Stated exercise:
The exercise asks for every line of the data to be reproduced exactly.

--- Dataset content ---

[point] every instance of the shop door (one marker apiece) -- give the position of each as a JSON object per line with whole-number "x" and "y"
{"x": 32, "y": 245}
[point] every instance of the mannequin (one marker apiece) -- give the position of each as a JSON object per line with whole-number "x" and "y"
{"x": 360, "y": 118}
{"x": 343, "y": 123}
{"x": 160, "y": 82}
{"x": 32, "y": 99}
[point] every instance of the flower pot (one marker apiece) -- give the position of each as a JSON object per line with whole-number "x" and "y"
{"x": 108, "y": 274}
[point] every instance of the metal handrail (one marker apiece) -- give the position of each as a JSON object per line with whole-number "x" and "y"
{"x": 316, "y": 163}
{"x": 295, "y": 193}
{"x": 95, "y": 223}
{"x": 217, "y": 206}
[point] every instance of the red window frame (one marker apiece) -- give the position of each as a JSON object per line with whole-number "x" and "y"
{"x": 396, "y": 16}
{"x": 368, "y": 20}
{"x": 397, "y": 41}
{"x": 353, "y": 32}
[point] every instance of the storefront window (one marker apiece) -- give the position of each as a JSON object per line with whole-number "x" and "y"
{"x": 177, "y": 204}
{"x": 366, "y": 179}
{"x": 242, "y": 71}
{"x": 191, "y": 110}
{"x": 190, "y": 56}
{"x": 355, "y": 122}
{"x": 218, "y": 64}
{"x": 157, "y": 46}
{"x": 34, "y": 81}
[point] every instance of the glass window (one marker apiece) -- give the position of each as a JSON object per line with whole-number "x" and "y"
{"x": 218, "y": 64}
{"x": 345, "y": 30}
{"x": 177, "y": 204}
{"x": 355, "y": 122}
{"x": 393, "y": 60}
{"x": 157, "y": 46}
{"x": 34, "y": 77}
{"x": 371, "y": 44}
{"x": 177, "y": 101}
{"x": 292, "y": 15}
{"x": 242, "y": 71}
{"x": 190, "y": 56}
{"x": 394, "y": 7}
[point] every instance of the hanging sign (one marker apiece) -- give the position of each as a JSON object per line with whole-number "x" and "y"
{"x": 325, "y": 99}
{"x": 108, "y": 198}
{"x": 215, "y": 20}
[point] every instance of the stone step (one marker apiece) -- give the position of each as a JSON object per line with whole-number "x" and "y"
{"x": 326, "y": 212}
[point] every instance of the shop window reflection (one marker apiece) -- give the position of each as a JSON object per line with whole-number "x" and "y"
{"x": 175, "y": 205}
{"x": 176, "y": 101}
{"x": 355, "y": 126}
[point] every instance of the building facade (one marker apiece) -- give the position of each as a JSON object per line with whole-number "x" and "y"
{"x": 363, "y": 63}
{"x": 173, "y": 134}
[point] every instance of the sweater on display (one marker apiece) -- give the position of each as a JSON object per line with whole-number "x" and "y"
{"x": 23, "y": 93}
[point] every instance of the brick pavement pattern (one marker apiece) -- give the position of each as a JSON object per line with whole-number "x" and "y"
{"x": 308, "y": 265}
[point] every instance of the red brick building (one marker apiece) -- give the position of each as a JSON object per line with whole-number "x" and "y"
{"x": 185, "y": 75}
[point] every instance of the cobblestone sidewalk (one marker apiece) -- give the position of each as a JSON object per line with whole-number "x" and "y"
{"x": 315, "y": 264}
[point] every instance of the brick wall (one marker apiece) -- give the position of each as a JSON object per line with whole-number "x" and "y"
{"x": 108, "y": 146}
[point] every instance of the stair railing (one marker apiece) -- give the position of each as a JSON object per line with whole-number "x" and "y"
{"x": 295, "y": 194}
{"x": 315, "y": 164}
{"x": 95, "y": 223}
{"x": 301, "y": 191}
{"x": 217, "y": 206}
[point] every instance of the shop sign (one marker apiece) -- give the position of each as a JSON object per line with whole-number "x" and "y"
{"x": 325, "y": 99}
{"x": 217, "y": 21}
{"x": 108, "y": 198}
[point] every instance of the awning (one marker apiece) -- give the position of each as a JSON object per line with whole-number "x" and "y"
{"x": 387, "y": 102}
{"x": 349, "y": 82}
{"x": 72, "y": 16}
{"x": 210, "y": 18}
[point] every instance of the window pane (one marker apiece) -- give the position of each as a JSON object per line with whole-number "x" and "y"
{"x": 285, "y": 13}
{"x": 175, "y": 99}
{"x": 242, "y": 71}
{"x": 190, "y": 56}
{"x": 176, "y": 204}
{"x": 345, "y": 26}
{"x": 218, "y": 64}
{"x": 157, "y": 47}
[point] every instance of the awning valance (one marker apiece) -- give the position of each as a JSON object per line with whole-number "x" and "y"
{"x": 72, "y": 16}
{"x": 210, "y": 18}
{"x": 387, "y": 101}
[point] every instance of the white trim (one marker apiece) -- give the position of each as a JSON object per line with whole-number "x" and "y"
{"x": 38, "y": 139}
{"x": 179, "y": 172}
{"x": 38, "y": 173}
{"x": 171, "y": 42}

---

Output of the task:
[point] every instance of the shop door (one marker apiece) -- give the position of each as a JSON object per line with whole-number "x" and "y"
{"x": 32, "y": 245}
[point] every instance of the mannequin (one marker apiece) -- give the position of each as a JSON object per line with whole-number "x" and "y"
{"x": 360, "y": 118}
{"x": 343, "y": 123}
{"x": 160, "y": 82}
{"x": 32, "y": 99}
[point] every instance of the flower pot (one marker apiece) -- give the position of each as a JSON object per line with whole-number "x" and "y"
{"x": 108, "y": 274}
[point] every instance of the metal handrail (one marker apiece) -- give the position of each as a JSON object per line with whole-number "x" and "y"
{"x": 316, "y": 163}
{"x": 295, "y": 193}
{"x": 95, "y": 223}
{"x": 217, "y": 206}
[point] every instance of the red window frame (one marker apiece) -- give the position of each as a JSON object per line with whole-number "x" and "y"
{"x": 396, "y": 16}
{"x": 368, "y": 20}
{"x": 397, "y": 41}
{"x": 353, "y": 32}
[point] every instance of the storefront window (one marker apiece) -- give the position of each as a JSON object per line with whole-number "x" and "y"
{"x": 177, "y": 204}
{"x": 366, "y": 179}
{"x": 242, "y": 71}
{"x": 191, "y": 110}
{"x": 190, "y": 56}
{"x": 355, "y": 122}
{"x": 218, "y": 64}
{"x": 157, "y": 46}
{"x": 34, "y": 81}
[point] every instance of the glass window (one marker apiece) -- give the position of each as a JSON object per line with whole-number "x" and "y"
{"x": 218, "y": 64}
{"x": 345, "y": 30}
{"x": 177, "y": 204}
{"x": 355, "y": 122}
{"x": 393, "y": 60}
{"x": 157, "y": 46}
{"x": 34, "y": 77}
{"x": 371, "y": 44}
{"x": 177, "y": 101}
{"x": 292, "y": 15}
{"x": 242, "y": 71}
{"x": 190, "y": 56}
{"x": 394, "y": 7}
[point] every instance of the hanging sign (one marker apiece) -- give the position of each as a JSON object per line with whole-number "x" and "y"
{"x": 325, "y": 99}
{"x": 108, "y": 198}
{"x": 215, "y": 20}
[point] every instance of the stone step (one marker apiece) -- give the position of each as a JSON object per line with whole-number "x" and "y"
{"x": 326, "y": 212}
[point] every instance of the shop window reflection (one marker apiece) -- give the position of each as a JSON object per line with whole-number "x" and "y"
{"x": 175, "y": 205}
{"x": 176, "y": 101}
{"x": 355, "y": 126}
[point] every instance of the building facade (one marker apiece) -- give the position of each as a JSON object per line with whole-number "x" and "y"
{"x": 363, "y": 63}
{"x": 173, "y": 134}
[point] every instance of the sweater on display (one marker apiece) -- give the position of each as a JSON object per line with whole-number "x" and "y"
{"x": 23, "y": 93}
[point] every instance of the brick pavement pattern (one marker apiece) -- give the position of each as a JSON object per line with whole-number "x" and "y"
{"x": 308, "y": 265}
[point] every instance of the red brick building (one marker apiece) -- give the position of each as a JSON object per line with whole-number "x" and "y"
{"x": 185, "y": 75}
[point] every instance of the cobblestone sidewalk (one marker apiece) -- give the position of each as a JSON object per line with whole-number "x" and "y"
{"x": 315, "y": 264}
[point] every instance of the brick wall (one marker apiece) -- give the position of each as a JSON object per line with whole-number "x" and "y"
{"x": 108, "y": 146}
[point] every instance of the stair railing (one marker apiece) -- give the position of each as a JSON object per line with whole-number "x" and "y"
{"x": 295, "y": 194}
{"x": 315, "y": 164}
{"x": 95, "y": 223}
{"x": 301, "y": 191}
{"x": 217, "y": 206}
[point] every instance of the shop sign (one marker apiece) -- give the position of each as a JSON object per line with whole-number "x" and "y"
{"x": 325, "y": 99}
{"x": 217, "y": 21}
{"x": 108, "y": 198}
[point] every instance of the awning (one marker apiece) -- give the position of each as a JSON object per line with whole-number "x" and "y"
{"x": 387, "y": 102}
{"x": 349, "y": 82}
{"x": 72, "y": 16}
{"x": 210, "y": 18}
[point] every instance of the window pane (one marker apiece) -- give the position of each as a JSON object per line with whole-number "x" and "y"
{"x": 285, "y": 13}
{"x": 175, "y": 99}
{"x": 242, "y": 71}
{"x": 190, "y": 56}
{"x": 176, "y": 204}
{"x": 345, "y": 26}
{"x": 218, "y": 64}
{"x": 157, "y": 47}
[point] every instance of the awning valance (one marker apiece) -- give the position of each as a JSON object per line with whole-number "x" and "y"
{"x": 72, "y": 16}
{"x": 210, "y": 18}
{"x": 387, "y": 101}
[point] every instance of the white trim (one marker apiece) -- give the position of each as a JSON object per line with whole-number "x" and "y"
{"x": 38, "y": 139}
{"x": 179, "y": 172}
{"x": 38, "y": 173}
{"x": 171, "y": 42}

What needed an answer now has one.